• _GIVEN PASSAGE_:
Think of how easy it is to write a program like this:

    
    
      INPUT:  list of someone's online accounts,
              desired account access
      OUTPUT: step-by-step instructions of numbers to call and forms to fill out
              to obtain desired account access
    

All you would really need is a small database of the information required to
reset your password and login for a bunch of popular accounts. Your script
just has to connect the dots.

------
EvanAnderson
I agree w/ Mr. Atwood's assessment that people are, have always been, and will
continue to be the weak point.

I strongly disagree w/ his statement that no attackers still attempt frontal
assaults. Thinking that way promotes a dangerous complacency, not unlike the
complacency that I see created after a company spends a large sum to install
some security product. "Now that we have <firewall / security scanner / NIDS /
SEIM / log aggregator / patch management> product we are 'secure'!"

• _GIVEN INFORMATION_:
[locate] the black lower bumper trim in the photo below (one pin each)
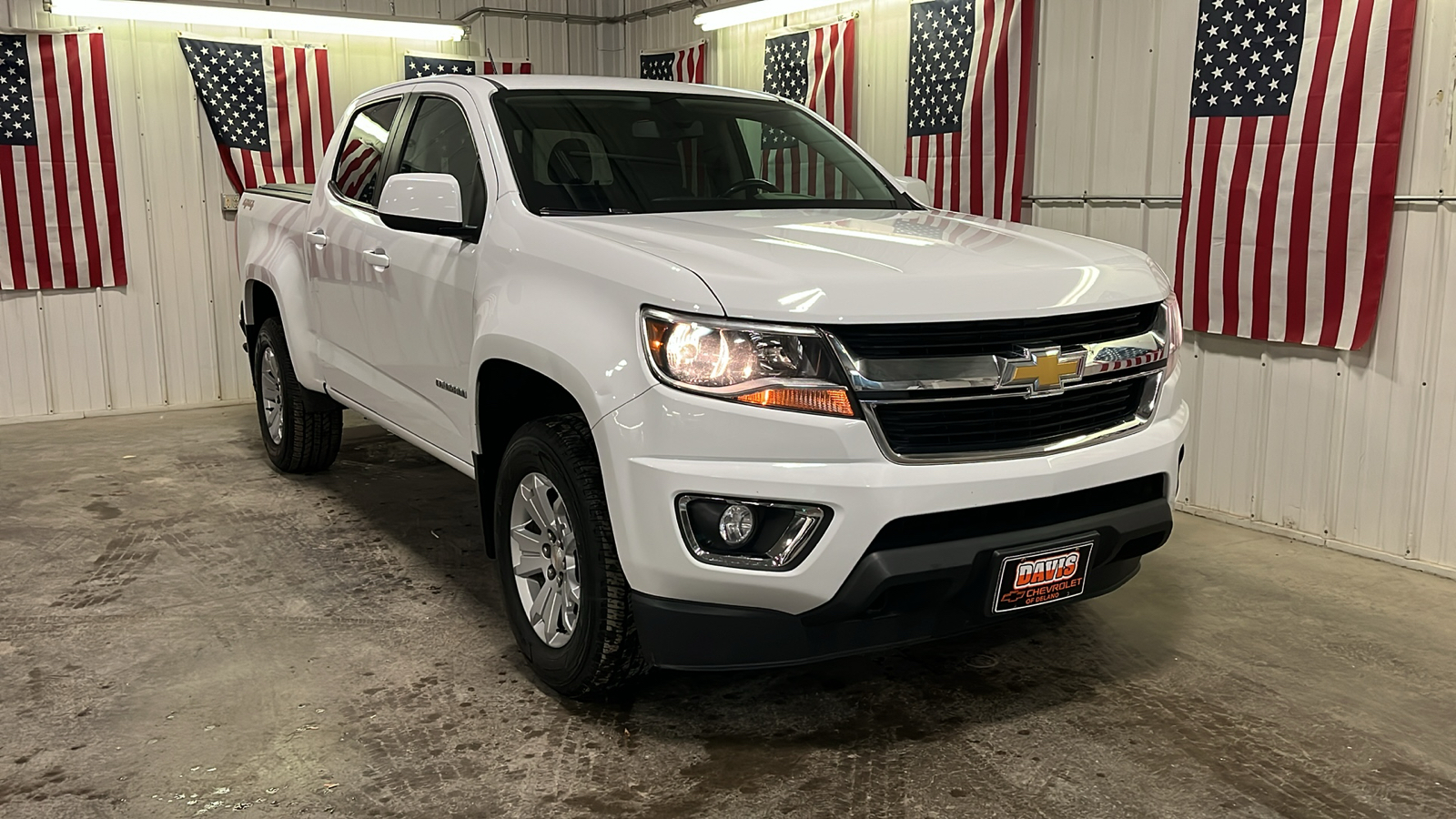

• _WRITTEN INSTRUCTION_:
How would the forum discussion about account security and attackers continue from its last sentence? Write the next portion of that thread.

• _THE RESULT_:
In my work I continue to see Internet-facing machines with shockingly poor
security posture in companies large enough to "know better". Those
vulnerabilities are, of course, still "people problems" at their heart
(sysadmins who end-run good security process, developers who won't allow
patches to be installed, etc) and they're still out there en masse.

------
brudgers
The first book about Mitnick was _Takedown_. It came out right after he was
caught.

------
tolos
I find this reassuring for my personal projects; I'm not a security expert.
I've been afraid that my VPS was going to be exploited as soon as I started
opening up services to the internet, but so far this has not been the case.
All I've done is install fail2ban and spent a short while reading up on best
practices/config settings before installing services, and everything has
worked out so far ...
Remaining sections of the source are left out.